*Supplied entries*.
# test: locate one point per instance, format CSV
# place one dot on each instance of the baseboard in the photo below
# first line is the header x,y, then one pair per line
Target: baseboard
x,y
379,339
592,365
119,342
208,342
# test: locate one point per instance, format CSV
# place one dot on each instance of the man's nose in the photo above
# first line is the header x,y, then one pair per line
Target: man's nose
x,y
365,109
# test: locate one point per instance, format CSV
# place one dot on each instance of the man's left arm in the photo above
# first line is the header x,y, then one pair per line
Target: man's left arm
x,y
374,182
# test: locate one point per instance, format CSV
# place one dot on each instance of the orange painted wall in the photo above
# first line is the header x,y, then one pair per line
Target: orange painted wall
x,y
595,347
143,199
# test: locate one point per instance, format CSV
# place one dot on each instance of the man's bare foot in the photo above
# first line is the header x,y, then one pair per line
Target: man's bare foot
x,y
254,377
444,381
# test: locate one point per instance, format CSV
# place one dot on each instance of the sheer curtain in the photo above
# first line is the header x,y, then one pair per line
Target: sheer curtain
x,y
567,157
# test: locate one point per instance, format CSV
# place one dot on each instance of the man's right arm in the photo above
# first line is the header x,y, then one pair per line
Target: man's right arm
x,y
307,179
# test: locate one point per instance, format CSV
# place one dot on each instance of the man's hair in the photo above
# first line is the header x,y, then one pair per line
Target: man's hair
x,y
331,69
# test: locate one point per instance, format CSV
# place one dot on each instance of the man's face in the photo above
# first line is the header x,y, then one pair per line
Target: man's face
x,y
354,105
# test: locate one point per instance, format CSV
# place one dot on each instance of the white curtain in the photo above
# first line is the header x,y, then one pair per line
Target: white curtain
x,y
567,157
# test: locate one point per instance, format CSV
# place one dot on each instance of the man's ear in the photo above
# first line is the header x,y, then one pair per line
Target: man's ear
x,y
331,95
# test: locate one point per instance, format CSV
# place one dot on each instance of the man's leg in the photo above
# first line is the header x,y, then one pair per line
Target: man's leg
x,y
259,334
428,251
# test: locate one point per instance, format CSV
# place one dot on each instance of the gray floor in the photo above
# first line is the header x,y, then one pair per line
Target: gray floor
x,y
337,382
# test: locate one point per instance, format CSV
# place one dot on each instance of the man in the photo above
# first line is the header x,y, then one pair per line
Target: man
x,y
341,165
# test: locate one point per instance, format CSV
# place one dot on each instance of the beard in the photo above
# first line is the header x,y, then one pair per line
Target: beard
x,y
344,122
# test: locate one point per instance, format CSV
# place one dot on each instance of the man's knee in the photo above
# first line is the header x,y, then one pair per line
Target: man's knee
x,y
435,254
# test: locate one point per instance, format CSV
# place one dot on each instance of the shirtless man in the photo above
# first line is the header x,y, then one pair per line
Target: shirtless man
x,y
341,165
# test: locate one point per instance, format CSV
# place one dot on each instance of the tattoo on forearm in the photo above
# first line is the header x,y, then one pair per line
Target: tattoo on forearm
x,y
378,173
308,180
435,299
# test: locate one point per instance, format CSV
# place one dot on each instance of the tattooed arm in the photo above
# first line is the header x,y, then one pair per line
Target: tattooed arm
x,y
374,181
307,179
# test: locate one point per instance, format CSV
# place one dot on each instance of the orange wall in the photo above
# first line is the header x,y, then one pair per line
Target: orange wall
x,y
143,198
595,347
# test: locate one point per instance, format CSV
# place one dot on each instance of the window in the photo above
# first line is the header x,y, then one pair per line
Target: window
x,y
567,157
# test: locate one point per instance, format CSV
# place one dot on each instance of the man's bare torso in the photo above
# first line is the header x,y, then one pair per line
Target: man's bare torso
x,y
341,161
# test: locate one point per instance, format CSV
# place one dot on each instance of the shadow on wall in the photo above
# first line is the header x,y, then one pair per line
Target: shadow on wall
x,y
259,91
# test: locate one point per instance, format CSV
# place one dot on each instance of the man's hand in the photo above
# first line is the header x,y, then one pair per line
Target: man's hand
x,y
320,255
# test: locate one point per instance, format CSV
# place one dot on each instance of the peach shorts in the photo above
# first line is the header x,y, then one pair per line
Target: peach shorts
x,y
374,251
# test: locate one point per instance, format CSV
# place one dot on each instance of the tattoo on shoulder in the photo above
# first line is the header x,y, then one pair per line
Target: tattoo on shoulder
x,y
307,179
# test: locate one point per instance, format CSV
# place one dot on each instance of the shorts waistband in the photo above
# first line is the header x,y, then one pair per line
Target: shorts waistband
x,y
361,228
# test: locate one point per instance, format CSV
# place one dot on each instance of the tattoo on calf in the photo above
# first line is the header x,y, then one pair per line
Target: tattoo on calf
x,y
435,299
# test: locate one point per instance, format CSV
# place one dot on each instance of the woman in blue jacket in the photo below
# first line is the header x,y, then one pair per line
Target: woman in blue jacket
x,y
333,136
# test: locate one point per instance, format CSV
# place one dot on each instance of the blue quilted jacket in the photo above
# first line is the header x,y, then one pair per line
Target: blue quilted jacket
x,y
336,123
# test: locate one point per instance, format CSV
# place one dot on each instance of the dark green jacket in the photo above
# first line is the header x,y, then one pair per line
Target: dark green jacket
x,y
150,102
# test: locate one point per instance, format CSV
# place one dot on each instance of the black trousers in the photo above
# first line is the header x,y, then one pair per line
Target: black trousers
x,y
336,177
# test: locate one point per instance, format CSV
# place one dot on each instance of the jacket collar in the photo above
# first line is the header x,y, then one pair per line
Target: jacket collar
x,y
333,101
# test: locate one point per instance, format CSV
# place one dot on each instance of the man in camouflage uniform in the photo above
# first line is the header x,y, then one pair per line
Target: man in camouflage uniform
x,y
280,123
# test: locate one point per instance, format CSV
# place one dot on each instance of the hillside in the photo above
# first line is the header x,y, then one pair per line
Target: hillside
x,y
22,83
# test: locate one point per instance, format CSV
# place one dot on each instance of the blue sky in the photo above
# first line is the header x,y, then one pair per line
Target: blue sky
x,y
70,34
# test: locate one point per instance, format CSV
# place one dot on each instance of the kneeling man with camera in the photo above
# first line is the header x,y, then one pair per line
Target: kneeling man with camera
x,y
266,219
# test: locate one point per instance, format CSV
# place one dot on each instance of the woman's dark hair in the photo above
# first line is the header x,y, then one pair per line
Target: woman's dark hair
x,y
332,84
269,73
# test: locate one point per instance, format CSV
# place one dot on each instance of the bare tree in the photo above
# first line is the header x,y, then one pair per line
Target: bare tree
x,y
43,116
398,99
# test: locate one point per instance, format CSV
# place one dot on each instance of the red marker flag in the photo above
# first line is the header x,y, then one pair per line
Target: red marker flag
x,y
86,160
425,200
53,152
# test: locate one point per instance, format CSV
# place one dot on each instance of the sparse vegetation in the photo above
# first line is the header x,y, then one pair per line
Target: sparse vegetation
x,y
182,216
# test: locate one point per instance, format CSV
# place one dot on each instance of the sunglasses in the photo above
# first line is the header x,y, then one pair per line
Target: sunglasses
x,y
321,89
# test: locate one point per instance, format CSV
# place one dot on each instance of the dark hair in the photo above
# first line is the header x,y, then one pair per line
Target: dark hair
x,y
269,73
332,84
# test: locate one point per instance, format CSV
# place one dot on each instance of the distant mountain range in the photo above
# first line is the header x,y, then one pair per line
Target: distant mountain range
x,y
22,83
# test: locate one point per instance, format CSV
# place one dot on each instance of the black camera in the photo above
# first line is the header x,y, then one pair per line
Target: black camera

*Assignment*.
All of the material must appear again, exactly as given.

*Task answer*.
# test: locate one point per instance, format CSV
# place one dot on each instance of the baseboard in the photo below
# first line is the header x,y, then one pair per line
Target: baseboard
x,y
379,339
592,365
119,342
208,342
# test: locate one point per instance, format CSV
# place one dot on each instance of the man's nose in the photo above
# first line is the header x,y, then one pair per line
Target: man's nose
x,y
365,109
# test: locate one point per instance, format CSV
# place one dot on each instance of the man's left arm in the photo above
# first line is the header x,y, then one pair per line
Target: man's left arm
x,y
374,182
# test: locate one point per instance, format CSV
# place one dot on each instance of the orange painted wall in the photo above
# first line is the header x,y, then one pair per line
Target: orange painted wall
x,y
595,347
143,199
# test: locate one point per instance, format CSV
# place one dot on each instance of the man's bare foot in the photo above
# first line is the header x,y, then one pair per line
Target: man's bare foot
x,y
254,377
444,381
# test: locate one point per instance, format CSV
# place one dot on each instance of the sheer curtain in the photo above
# first line is the header x,y, then one pair per line
Target: sheer curtain
x,y
567,157
# test: locate one point per instance, format CSV
# place one dot on each instance of the man's right arm in the photo above
# first line is the header x,y, then one pair per line
Target: man's right arm
x,y
307,179
# test: locate one point per instance, format CSV
# place one dot on each instance of the man's hair in the photo above
# first line is the header x,y, then one pair per line
Target: man's hair
x,y
331,69
# test: locate one point per instance, format CSV
# place one dot on each instance of the man's face in the photo above
# first line is the header x,y, then one pair per line
Target: man's face
x,y
354,105
# test: locate one point per instance, format CSV
# place one dot on each instance of the white curtain in the photo above
# first line is the header x,y, then one pair per line
Target: white curtain
x,y
567,157
# test: locate one point per instance, format CSV
# place one dot on each instance of the man's ear in the photo above
# first line is the header x,y, then one pair per line
Target: man's ear
x,y
331,95
# test: locate one point per instance, format CSV
# place one dot on each instance of the man's leg in the photo above
# first line is the header x,y, then one pair per line
Target: man's leg
x,y
259,334
428,251
# test: locate one point per instance, format CSV
# place one dot on each instance of the gray floor in the photo above
# first line is the header x,y, then one pair per line
Target: gray floor
x,y
337,382
# test: locate one point per instance, format CSV
# place one dot on each instance of the man in the photo above
# first line is the header x,y, then one pair per line
Target: man
x,y
341,165
# test: locate one point per instance, format CSV
# place one dot on each instance of the beard in the photo above
# first line is the header x,y, then one pair per line
Target: beard
x,y
344,122
# test: locate one point per instance, format CSV
# place one dot on each instance of the man's knee in the photo above
# first line is the header x,y, then one pair per line
Target: man's knee
x,y
435,254
# test: locate one point per instance, format CSV
# place one dot on each instance of the shirtless man in the photo above
# first line is the header x,y, then one pair per line
Target: shirtless man
x,y
341,165
# test: locate one point per instance, format CSV
# place one dot on each instance of the tattoo on forearm in the photo above
# first line is the header x,y, then one pair per line
Target: tattoo on forearm
x,y
378,173
308,180
435,299
# test: locate one point per instance, format CSV
# place one dot on each instance of the tattooed arm in the photo above
# first line is the header x,y, then one pair per line
Target: tattooed arm
x,y
374,181
307,179
# test: locate one point per instance, format CSV
# place one dot on each instance of the orange wall in the photo above
# first line is the header x,y, then one pair per line
Target: orange wall
x,y
143,198
595,347
# test: locate one point per instance, format CSV
# place one dot on each instance of the window in the photo above
# first line is the header x,y, then one pair per line
Target: window
x,y
567,157
# test: locate one point per instance, format CSV
# place one dot on each instance of the man's bare torso in the photo above
# first line is the header x,y, then one pair per line
Target: man's bare torso
x,y
341,161
# test: locate one point per instance, format CSV
# place one dot on each instance of the shadow on wall in the photo above
# first line is the header x,y, then one pair per line
Target: shadow on wall
x,y
259,91
# test: locate one point per instance, format CSV
# place one dot on each instance of the man's hand in the photo above
# first line is the header x,y, then one pair per line
Target: man's hand
x,y
320,255
# test: locate one point per instance, format CSV
# place one dot on each instance of the peach shorts in the photo above
# first line is the header x,y, then one pair per line
Target: peach shorts
x,y
374,251
# test: locate one point per instance, format CSV
# place one dot on each instance of the tattoo on shoulder in the photo above
# first line is the header x,y, then one pair per line
Target: tattoo on shoulder
x,y
307,179
# test: locate one point per instance, format CSV
# place one dot on each instance of the shorts waistband in the photo above
# first line is the header x,y, then one pair per line
Target: shorts waistband
x,y
361,228
# test: locate one point per instance, format CSV
# place one dot on each instance of the tattoo on calf in the photo above
# first line is the header x,y, then one pair per line
Target: tattoo on calf
x,y
435,299
# test: locate one point per instance, format CSV
# place one dot on each instance of the woman in blue jacket in the photo below
# first line is the header x,y, then one pair per line
Target: woman in blue jacket
x,y
333,136
# test: locate one point per instance, format CSV
# place one dot on each instance of the blue quilted jacket in the photo above
# first line is the header x,y, then one pair per line
Target: blue quilted jacket
x,y
336,123
# test: locate one point per instance, format CSV
# place one dot on each instance of the dark green jacket in the photo above
# first line is the header x,y, then one pair per line
Target: dark green jacket
x,y
150,102
# test: locate one point per instance, format CSV
# place one dot on each instance of the black trousers in the photo above
# first line is the header x,y, then one pair per line
Target: black trousers
x,y
336,177
# test: locate one point per instance, format CSV
# place one dot on each instance of the jacket collar in the photo above
# first line is the header x,y, then one pair per line
Target: jacket collar
x,y
333,101
# test: locate one point per instance, format CSV
# place one dot on each instance of the man in camouflage uniform in the photo above
# first line is the header x,y, then one pair per line
Target: man in camouflage uniform
x,y
280,123
# test: locate one point per instance, format CSV
# place one dot on each instance of the hillside in the photo above
# first line is the header x,y, then one pair per line
Target: hillside
x,y
22,83
# test: locate one point per instance, format CSV
# place one dot on each instance of the blue sky in the photo above
# first line is the header x,y, then one pair per line
Target: blue sky
x,y
70,34
# test: locate one point per instance, format CSV
# place one dot on each instance of the kneeling man with camera in the photo above
# first line is the header x,y, then one pair per line
Target: kneeling man with camera
x,y
266,219
# test: locate one point per instance, format CSV
# place one dot on each instance of the woman's dark hair in the photo above
# first line is the header x,y, then one pair per line
Target: woman's dark hair
x,y
332,84
269,73
# test: locate one point per instance, format CSV
# place one dot on each instance of the bare tree in the photo above
# first line is the header x,y, then one pair per line
Target: bare tree
x,y
43,116
398,99
# test: locate one point per instance, format CSV
# place one dot on each instance of the red marker flag in the photo above
# first line is the header x,y, then one pair per line
Target: red marker flag
x,y
86,160
425,200
53,152
# test: locate one point per instance, format CSV
# place one dot on each instance of the sparse vegetation in the photo above
# first line is the header x,y, then one pair per line
Target: sparse vegetation
x,y
182,216
# test: locate one point per instance, format CSV
# place one dot on each instance of the sunglasses in the photo above
# first line is the header x,y, then one pair per line
Target: sunglasses
x,y
321,89
# test: locate one point per instance, format CSV
# place one dot on each instance of the dark hair in the photo above
# first line is the header x,y, then one pair per line
Target: dark hair
x,y
269,73
332,84
# test: locate one point per instance, format CSV
# place one dot on each instance of the distant mountain range in the photo above
# first line is the header x,y, then one pair per line
Target: distant mountain range
x,y
22,83
# test: locate one point per instance, format CSV
# place one dot on each instance of the black camera in the photo above
# first line is the header x,y, then one pair per line
Target: black camera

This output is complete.